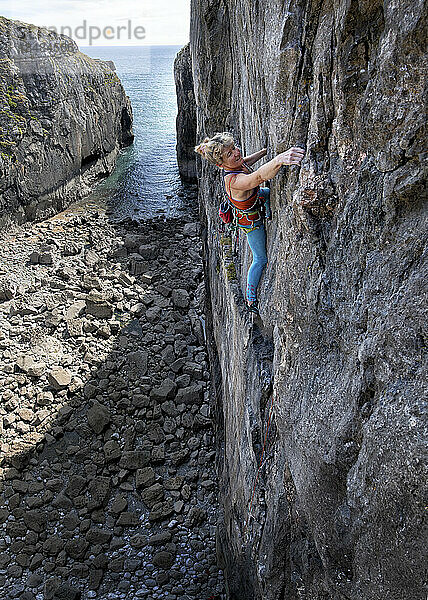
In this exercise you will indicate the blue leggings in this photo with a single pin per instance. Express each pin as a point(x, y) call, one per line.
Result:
point(257, 242)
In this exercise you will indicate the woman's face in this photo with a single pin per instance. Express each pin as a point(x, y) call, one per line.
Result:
point(232, 157)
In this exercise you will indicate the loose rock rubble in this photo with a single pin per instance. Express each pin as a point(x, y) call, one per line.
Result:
point(107, 482)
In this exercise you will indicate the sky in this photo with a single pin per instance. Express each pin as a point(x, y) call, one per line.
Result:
point(108, 22)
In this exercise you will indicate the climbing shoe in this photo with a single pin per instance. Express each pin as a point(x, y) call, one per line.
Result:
point(254, 307)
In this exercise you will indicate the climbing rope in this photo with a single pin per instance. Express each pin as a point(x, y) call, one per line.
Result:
point(258, 469)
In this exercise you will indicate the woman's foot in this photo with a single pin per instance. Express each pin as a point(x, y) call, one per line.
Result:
point(253, 306)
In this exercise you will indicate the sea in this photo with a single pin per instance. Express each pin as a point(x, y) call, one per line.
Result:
point(146, 181)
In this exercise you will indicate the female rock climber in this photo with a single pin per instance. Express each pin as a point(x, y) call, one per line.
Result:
point(242, 186)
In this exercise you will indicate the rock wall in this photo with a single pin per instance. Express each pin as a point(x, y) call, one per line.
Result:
point(338, 503)
point(64, 118)
point(186, 116)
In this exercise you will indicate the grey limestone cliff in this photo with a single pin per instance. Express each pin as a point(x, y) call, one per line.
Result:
point(186, 117)
point(64, 117)
point(338, 506)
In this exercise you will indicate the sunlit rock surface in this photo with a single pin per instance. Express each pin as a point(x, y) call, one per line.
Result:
point(337, 509)
point(63, 117)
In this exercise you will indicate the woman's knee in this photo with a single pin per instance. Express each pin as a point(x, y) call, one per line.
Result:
point(260, 260)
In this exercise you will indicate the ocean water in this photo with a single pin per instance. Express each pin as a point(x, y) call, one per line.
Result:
point(146, 180)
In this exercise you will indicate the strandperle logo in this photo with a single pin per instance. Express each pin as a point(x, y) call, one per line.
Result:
point(88, 33)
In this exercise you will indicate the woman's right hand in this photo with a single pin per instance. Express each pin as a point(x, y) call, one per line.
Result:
point(293, 156)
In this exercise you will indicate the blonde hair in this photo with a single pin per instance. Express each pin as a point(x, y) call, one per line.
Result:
point(213, 148)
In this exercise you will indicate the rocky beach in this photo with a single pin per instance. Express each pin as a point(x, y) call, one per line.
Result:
point(108, 487)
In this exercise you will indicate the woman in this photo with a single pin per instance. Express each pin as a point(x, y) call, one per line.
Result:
point(242, 186)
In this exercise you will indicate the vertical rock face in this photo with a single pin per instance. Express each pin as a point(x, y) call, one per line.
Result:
point(337, 507)
point(64, 118)
point(186, 117)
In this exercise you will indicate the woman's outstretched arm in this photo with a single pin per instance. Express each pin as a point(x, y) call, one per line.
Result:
point(243, 182)
point(252, 158)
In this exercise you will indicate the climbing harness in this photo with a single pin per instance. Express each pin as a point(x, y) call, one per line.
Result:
point(250, 503)
point(242, 214)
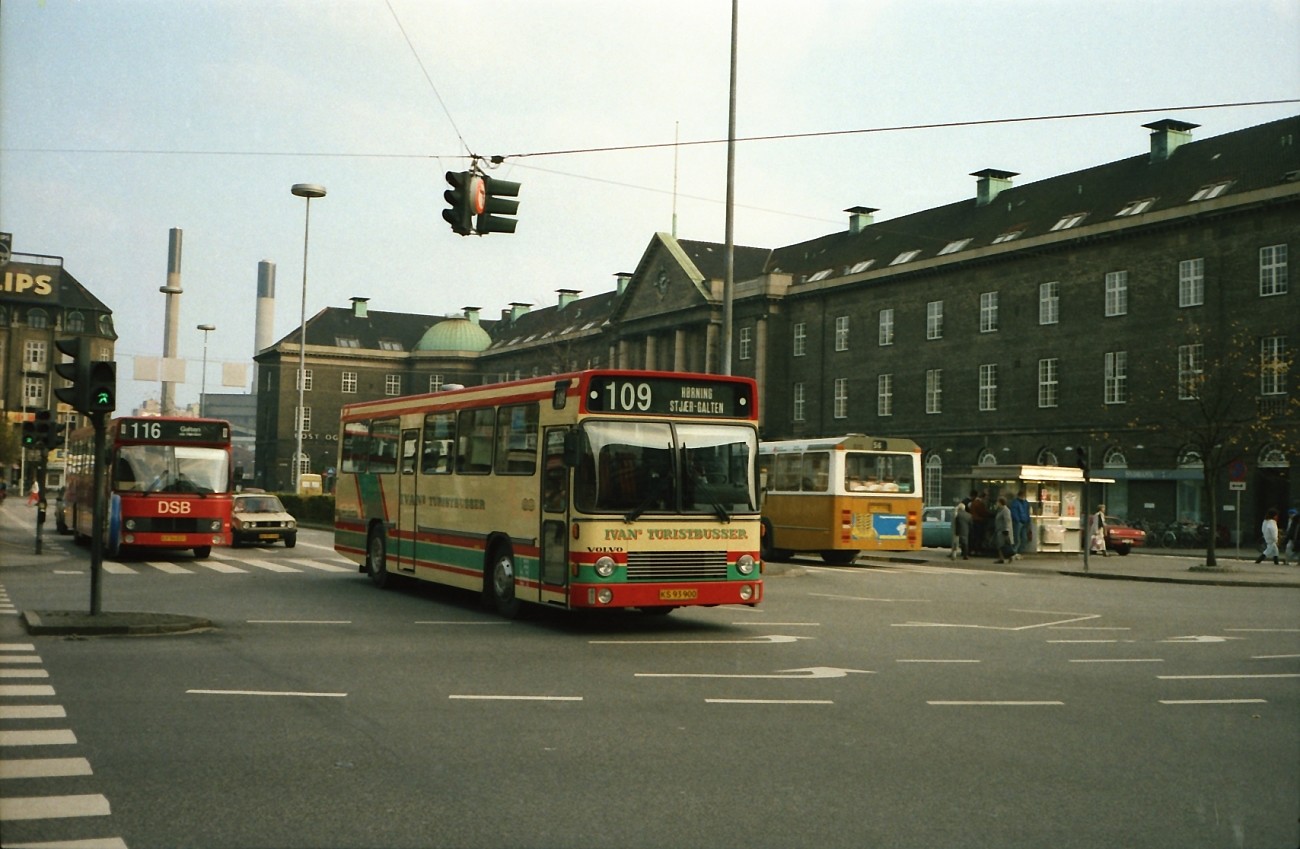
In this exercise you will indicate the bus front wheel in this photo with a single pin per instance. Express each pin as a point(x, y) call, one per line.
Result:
point(501, 583)
point(375, 558)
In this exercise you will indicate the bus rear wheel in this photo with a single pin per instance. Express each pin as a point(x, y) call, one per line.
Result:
point(501, 583)
point(375, 558)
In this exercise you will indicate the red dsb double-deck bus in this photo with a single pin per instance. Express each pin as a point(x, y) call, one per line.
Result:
point(594, 489)
point(169, 484)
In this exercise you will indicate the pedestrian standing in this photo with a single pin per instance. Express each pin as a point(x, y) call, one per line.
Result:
point(961, 532)
point(1021, 523)
point(1269, 531)
point(1292, 537)
point(1002, 538)
point(1097, 532)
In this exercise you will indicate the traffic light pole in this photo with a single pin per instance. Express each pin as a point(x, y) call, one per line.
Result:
point(96, 537)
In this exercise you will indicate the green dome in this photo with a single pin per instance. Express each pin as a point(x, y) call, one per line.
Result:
point(454, 334)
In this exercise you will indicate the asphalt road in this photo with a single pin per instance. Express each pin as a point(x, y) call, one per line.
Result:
point(906, 705)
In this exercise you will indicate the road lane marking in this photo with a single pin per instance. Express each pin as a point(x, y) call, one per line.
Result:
point(196, 692)
point(1205, 678)
point(44, 767)
point(768, 701)
point(996, 704)
point(38, 737)
point(53, 806)
point(516, 698)
point(1213, 701)
point(33, 711)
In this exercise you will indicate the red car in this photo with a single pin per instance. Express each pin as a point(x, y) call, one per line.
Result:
point(1122, 537)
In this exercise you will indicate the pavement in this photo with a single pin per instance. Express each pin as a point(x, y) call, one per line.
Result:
point(1169, 566)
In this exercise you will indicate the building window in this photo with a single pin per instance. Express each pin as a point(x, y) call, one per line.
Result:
point(1070, 221)
point(988, 386)
point(884, 395)
point(841, 333)
point(1213, 190)
point(1117, 377)
point(33, 391)
point(1273, 271)
point(935, 320)
point(988, 312)
point(1049, 303)
point(1117, 293)
point(1048, 382)
point(1191, 371)
point(1273, 365)
point(934, 390)
point(841, 397)
point(1191, 282)
point(34, 355)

**REQUEST**:
Transcribe every entry word for word, but omit the pictures.

**ANSWER TO THE EXERCISE**:
In this exercise you will indicate the blue leggings in this photo with a single pin per instance. Express each pin as a point(x, y) call, one per line.
Result:
point(257, 242)
In this exercise you will indicate the woman's face in this photo with a single pin per instance. Express each pin as a point(x, y) call, one per line.
Result:
point(232, 157)
In this exercise you will indicate the loose rock rubble in this photo with a single pin per instance. Express each pin as a point(x, y) call, one per line.
Result:
point(107, 482)
In this exercise you will indicate the sky in this photo with a single pin per instance. Express each pin as a point(x, y) call, one per line.
Result:
point(108, 22)
In this exercise you will indicate the climbing shoe in this photo with a single pin per instance. Express each pin as a point(x, y) call, one per line.
Result:
point(254, 307)
In this exercise you will indicate the climbing rope in this photo with a single pin per instance. Express each pin as a point(x, y) call, one per line.
Result:
point(258, 469)
In this exercise you will indicate the woman's foot in this photo with a single pin per instance. Express each pin as a point(x, y) call, one per line.
Result:
point(253, 306)
In this exercise you will indicate the sea in this photo with a single pin per instance. Express each pin as a point(x, y) call, one per line.
Result:
point(146, 181)
In this exercise you will indicate the female rock climber in this photo with a single pin per instance. Express each pin as a point(x, y) call, one per line.
Result:
point(242, 186)
In this exercise you will indicate the rock wall in this photo with a single pin per instance. Express each pin as a point(x, y) call, one per line.
Result:
point(338, 503)
point(64, 118)
point(186, 116)
In this exercise you will indicate the grey limestone cliff in this photo with a single pin per instance. Express each pin as a point(x, y) call, one per line.
Result:
point(186, 117)
point(64, 117)
point(338, 506)
In this exercise you will indicate the sunlit rock surface in this photo with a single pin per instance. Express each pin as a point(x, y) call, one per line.
Result:
point(337, 509)
point(63, 117)
In this exercise you will indicate the woman's knee in this photo with a single pin per instance. Express each pin as a point(x, y) call, one per line.
Result:
point(260, 260)
In this exercise you will indicate the ocean water in this photo with a single pin per instance. Express each pin as a point(x, y) call, one per line.
Result:
point(146, 180)
In this exercise you will indicate the strandperle logo in this photo with a single pin per instance. Express each pin as a point(x, y) call, one per line.
Result:
point(88, 33)
In this exercise you will indicate the woman's right hand in this photo with a single pin per instance. Express each pin as a point(x, y) call, one per line.
Result:
point(293, 156)
In this exercise you will indicate the blonde hair in this photo with a single pin per instance. Express each pin as a point(x, y) call, one per line.
Result:
point(213, 148)
In this exercise you will indicate the rocky beach in this photo with a single pin per instance. Express each pin as a point(x, y) call, one per line.
Result:
point(108, 487)
In this exercise you will indicate the woman in this photo with a single pin per instance. Express each pin as a point(x, y) call, one per line.
Result:
point(242, 186)
In this exercise you will indicate the vertical rock face in this photo with a single pin per instance. Express each pin as a point(x, y) call, one per line.
Result:
point(337, 507)
point(64, 118)
point(186, 117)
In this exercise you will indicate the woman's outstretched arm in this photo with a single pin per instance. Express each pin as a point(x, y) call, one per line.
Result:
point(243, 182)
point(252, 158)
In this exercise you will indicate the climbing harness in this photo with a single pin per instance. Express each pin as a point(x, y) call, one per line.
Result:
point(250, 503)
point(242, 214)
In this exercise you will indicate the bus front wheel in this photo with a single pin per instance. Express each pin as a point(x, y) call, one per line.
Result:
point(501, 583)
point(375, 558)
In this exercise you will indicate the bus rear wheel in this photo with a single pin per instance. Express each pin as a point(x, y) call, one per line.
Result:
point(501, 583)
point(375, 558)
In this exercise you will indicate the red dsb double-deck bus in this photo with a single pin per instance. Express each pin as a point(x, y) call, one per line.
Result:
point(594, 489)
point(169, 484)
In this exercise you will indicate the pedestrian standing in this photo with a single pin per instance. Express each pin as a point(x, y) call, one per line.
Result:
point(961, 532)
point(1021, 523)
point(1269, 531)
point(1292, 537)
point(1002, 538)
point(1097, 532)
In this exercise you will indicate the traffic light pole in this photo with a single pin per instance. Express each pin as a point(x, y) call, one per line.
Result:
point(96, 537)
In this exercise you will indicate the green dome in this photo with a single pin per instance. Express each pin as a point(x, y) call, one per line.
Result:
point(454, 334)
In this exercise you will indicate the asphalt road in this photo with a single pin per instance. Express each pin as a point(x, y) call, one per line.
Result:
point(906, 705)
In this exercise you will indicate the road lane marking in this photo with a single pin per instance. Express each pin as a point(x, y) call, one per line.
Result:
point(196, 692)
point(1205, 678)
point(44, 767)
point(768, 701)
point(996, 704)
point(38, 737)
point(53, 806)
point(516, 698)
point(1213, 701)
point(33, 711)
In this exercise you will indicate the red car in this photo with a single pin per instance. Express each pin as a point(x, y) call, one per line.
Result:
point(1122, 537)
In this exercise you will indicate the pavement in this photo with a single pin per instance. Express each pin as a point(x, y) call, one per line.
Result:
point(1169, 566)
In this exercise you will indicate the building window in this photo with a single pin per instance. Express each pin as a point(x, y) call, one per line.
Result:
point(1070, 221)
point(988, 386)
point(884, 395)
point(841, 333)
point(1213, 190)
point(1117, 377)
point(33, 391)
point(1273, 271)
point(935, 320)
point(988, 312)
point(1049, 303)
point(1117, 293)
point(1048, 382)
point(1191, 371)
point(1273, 365)
point(934, 390)
point(841, 397)
point(1191, 282)
point(34, 355)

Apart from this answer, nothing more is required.